## 提示文
情操教育‪α‬

忘却炉に送るまえに

0520

自分の体に鞭打って起き、授業をきき、洗濯をまわし、とやる。木曜午前は遅刻できないし見逃し配信もない授業なのでたいてい気を張りつめているけれど、さすがに今日は15分遅刻した。遅刻した日に限って授業終わりの小テストがなく、課題提出の形態で、つまり猶予ができたのは幸か不幸かわからない。洗濯も皿洗いもルーチンワークとして手を付けられるようになってはいるが、皿洗いというのはじつに無駄だなあと思いながらやっているし、じわじわ削られている感覚はある。

馬鹿みたいだけど、とにかくゆっくりな速度で歩こう、ということに気をつけている。0.1秒でも早く目的地に着かねば、と意識を方向付けた状態で歩行をすると、それだけで体が強張って歪んでいく感じがする。

## やること
(1) 日記によると、今日は授業に何分遅刻したか。
(2) 次の(a)〜(c)がそれぞれ日記の内容と合っているかを「はい」か「いいえ」で答え、判断の決め手となる日記の語句を一字も変えずに引用せよ。
(a) 木曜午前の授業には見逃し配信がある。
(b) 遅刻した日は、授業終わりの小テストがなかった。
(c) 皿洗いを無駄だと思いながらやっている。
(3) 日記の「自分の体に鞭打って起き、授業」から「じわ削られている感覚はある。」に至るまでの全部を、一字も変えずに書き写してください。
記録は、この日記とは別の資料である。

## 抜粋データ
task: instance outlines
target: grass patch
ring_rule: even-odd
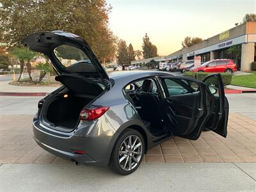
[[[256,71],[252,75],[233,76],[231,84],[256,88]]]

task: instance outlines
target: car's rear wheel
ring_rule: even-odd
[[[232,71],[232,70],[231,68],[227,68],[227,69],[225,70],[225,73],[228,73],[228,74],[232,74],[232,73],[233,73],[233,71]]]
[[[141,163],[144,151],[141,134],[136,130],[127,129],[117,139],[109,166],[118,173],[131,174]]]

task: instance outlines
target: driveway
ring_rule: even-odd
[[[256,120],[246,114],[254,113],[248,100],[255,96],[228,95],[227,138],[204,132],[196,141],[170,139],[149,150],[138,170],[125,177],[45,152],[31,129],[41,97],[0,97],[0,191],[253,191]]]

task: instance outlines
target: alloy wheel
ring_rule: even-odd
[[[232,74],[232,70],[230,70],[230,69],[227,69],[226,71],[225,71],[225,72],[226,72],[226,73],[228,73],[228,74]]]
[[[143,144],[136,135],[127,136],[122,143],[118,151],[118,163],[125,171],[135,168],[142,156]]]

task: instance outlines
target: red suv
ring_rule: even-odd
[[[211,60],[199,66],[198,72],[226,72],[232,74],[237,72],[236,63],[232,60]],[[196,72],[196,68],[193,67],[190,71]]]

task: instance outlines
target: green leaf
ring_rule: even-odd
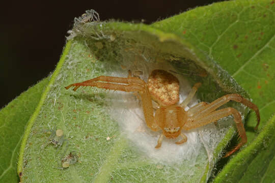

## タスク別の回答
(1) 15分遅刻した。

(2)
(a) いいえ。「見逃し配信もない授業」
(b) はい。「遅刻した日に限って授業終わりの小テストがなく」
(c) はい。「皿洗いというのはじつに無駄だなあと思いながらやっている」

(3)
自分の体に鞭打って起き、授業をきき、洗濯をまわし、とやる。木曜午前は遅刻できないし見逃し配信もない授業なのでたいてい気を張りつめているけれど、さすがに今日は15分遅刻した。遅刻した日に限って授業終わりの小テストがなく、課題提出の形態で、つまり猶予ができたのは幸か不幸かわからない。洗濯も皿洗いもルーチンワークとして手を付けられるようになってはいるが、皿洗いというのはじつに無駄だなあと思いながらやっているし、じわじわ削られている感覚はある。